# Goal of the exercise
Extract the full set of records that follows, word for word.

↓

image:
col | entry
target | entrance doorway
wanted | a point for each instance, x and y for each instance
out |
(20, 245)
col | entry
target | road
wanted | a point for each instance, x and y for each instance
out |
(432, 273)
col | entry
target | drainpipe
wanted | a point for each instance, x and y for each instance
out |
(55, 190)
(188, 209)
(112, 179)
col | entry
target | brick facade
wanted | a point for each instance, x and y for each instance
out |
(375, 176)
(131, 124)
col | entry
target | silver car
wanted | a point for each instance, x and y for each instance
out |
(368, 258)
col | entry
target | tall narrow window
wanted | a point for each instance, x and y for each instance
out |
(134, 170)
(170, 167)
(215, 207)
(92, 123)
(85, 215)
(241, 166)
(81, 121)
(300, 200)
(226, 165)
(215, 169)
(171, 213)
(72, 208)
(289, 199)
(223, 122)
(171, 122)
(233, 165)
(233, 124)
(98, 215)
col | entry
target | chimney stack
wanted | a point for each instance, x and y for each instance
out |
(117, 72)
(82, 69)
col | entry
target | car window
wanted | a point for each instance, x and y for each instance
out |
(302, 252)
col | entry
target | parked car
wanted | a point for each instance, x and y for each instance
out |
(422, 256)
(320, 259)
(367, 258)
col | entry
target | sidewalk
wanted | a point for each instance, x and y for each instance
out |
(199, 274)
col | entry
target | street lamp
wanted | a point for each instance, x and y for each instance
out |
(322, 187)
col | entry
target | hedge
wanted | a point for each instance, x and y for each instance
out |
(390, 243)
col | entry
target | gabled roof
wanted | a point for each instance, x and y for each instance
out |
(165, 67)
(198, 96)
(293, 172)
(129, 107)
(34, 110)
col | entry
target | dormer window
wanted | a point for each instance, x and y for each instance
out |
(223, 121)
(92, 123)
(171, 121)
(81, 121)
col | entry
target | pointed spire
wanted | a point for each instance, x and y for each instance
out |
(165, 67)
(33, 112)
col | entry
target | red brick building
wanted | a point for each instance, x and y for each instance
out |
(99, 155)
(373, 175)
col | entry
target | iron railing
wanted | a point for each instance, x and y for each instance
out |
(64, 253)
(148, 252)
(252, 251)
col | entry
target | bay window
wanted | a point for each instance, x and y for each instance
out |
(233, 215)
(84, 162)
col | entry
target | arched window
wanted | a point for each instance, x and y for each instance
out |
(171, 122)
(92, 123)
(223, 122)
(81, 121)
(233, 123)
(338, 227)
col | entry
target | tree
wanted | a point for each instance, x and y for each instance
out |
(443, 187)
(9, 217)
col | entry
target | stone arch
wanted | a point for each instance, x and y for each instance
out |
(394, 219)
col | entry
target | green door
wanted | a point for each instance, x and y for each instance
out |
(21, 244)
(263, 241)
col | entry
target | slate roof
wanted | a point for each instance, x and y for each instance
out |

↑

# Task solution
image:
col | entry
target | entrance doorway
wanted | a point for each instance, x and y for each instance
out |
(20, 245)
col | entry
target | road
wanted | a point for each instance, x and y for each instance
out |
(432, 273)
col | entry
target | drainpipe
wanted | a point for each instance, x and y for each instance
out |
(55, 190)
(188, 209)
(112, 179)
col | entry
target | brick facade
wanted | a point for each instance, x and y for each instance
out |
(375, 176)
(131, 124)
col | entry
target | silver car
wanted | a point for each instance, x and y for each instance
out |
(368, 258)
col | entry
target | tall narrow window
wanted | a point for each instance, x and y for each instance
out |
(134, 170)
(170, 167)
(215, 207)
(92, 123)
(85, 215)
(241, 166)
(81, 121)
(300, 200)
(226, 165)
(215, 169)
(171, 213)
(72, 208)
(289, 199)
(223, 122)
(171, 122)
(233, 165)
(233, 124)
(98, 215)
col | entry
target | chimney stack
wanted | a point for each instance, x and y for each instance
out |
(117, 72)
(82, 69)
col | entry
target | car window
wanted | a point for each instance, x and y for each instance
out |
(302, 252)
col | entry
target | parked car
wanted | a point for each instance, x and y for each instance
out |
(422, 256)
(320, 259)
(367, 258)
col | entry
target | sidewalk
wanted | a point for each instance, x and y for each instance
out |
(199, 274)
col | entry
target | street lamp
wanted | a point for each instance, x and y for each instance
out |
(322, 187)
col | entry
target | hedge
wanted | a point for each instance, x and y for each instance
out |
(390, 243)
col | entry
target | gabled roof
wanted | a point for each instance, x and y for each instance
out |
(165, 67)
(198, 96)
(293, 172)
(129, 107)
(34, 110)
col | entry
target | dormer window
wanted | a point for each instance, x and y for each instance
out |
(223, 121)
(92, 123)
(171, 121)
(81, 121)
col | entry
target | pointed spire
wanted | a point for each instance, x and y for each instance
out |
(165, 67)
(33, 112)
col | entry
target | red brick building
wanted | a point for each instance, x and y for each instance
out |
(99, 155)
(373, 175)
col | entry
target | iron railing
wanted | a point for each instance, x and y for each instance
out |
(64, 253)
(148, 252)
(252, 251)
col | entry
target | bay window
wanted | a point for each instance, x and y for each instance
out |
(233, 215)
(84, 162)
col | entry
target | arched window
wanted | a point for each instance, x and y for each instance
out |
(171, 122)
(92, 123)
(223, 122)
(81, 121)
(233, 123)
(338, 227)
col | entry
target | tree
wanted | a point for each instance, x and y for each instance
out |
(443, 187)
(9, 217)
col | entry
target | stone arch
wanted | a point for each instance, x and y for each instance
out |
(394, 219)
col | entry
target | green door
wanted | a point for each instance, x and y for each instance
out |
(21, 244)
(263, 241)
col | entry
target | slate roof
wanted | a point for each instance, x and y for each instance
out |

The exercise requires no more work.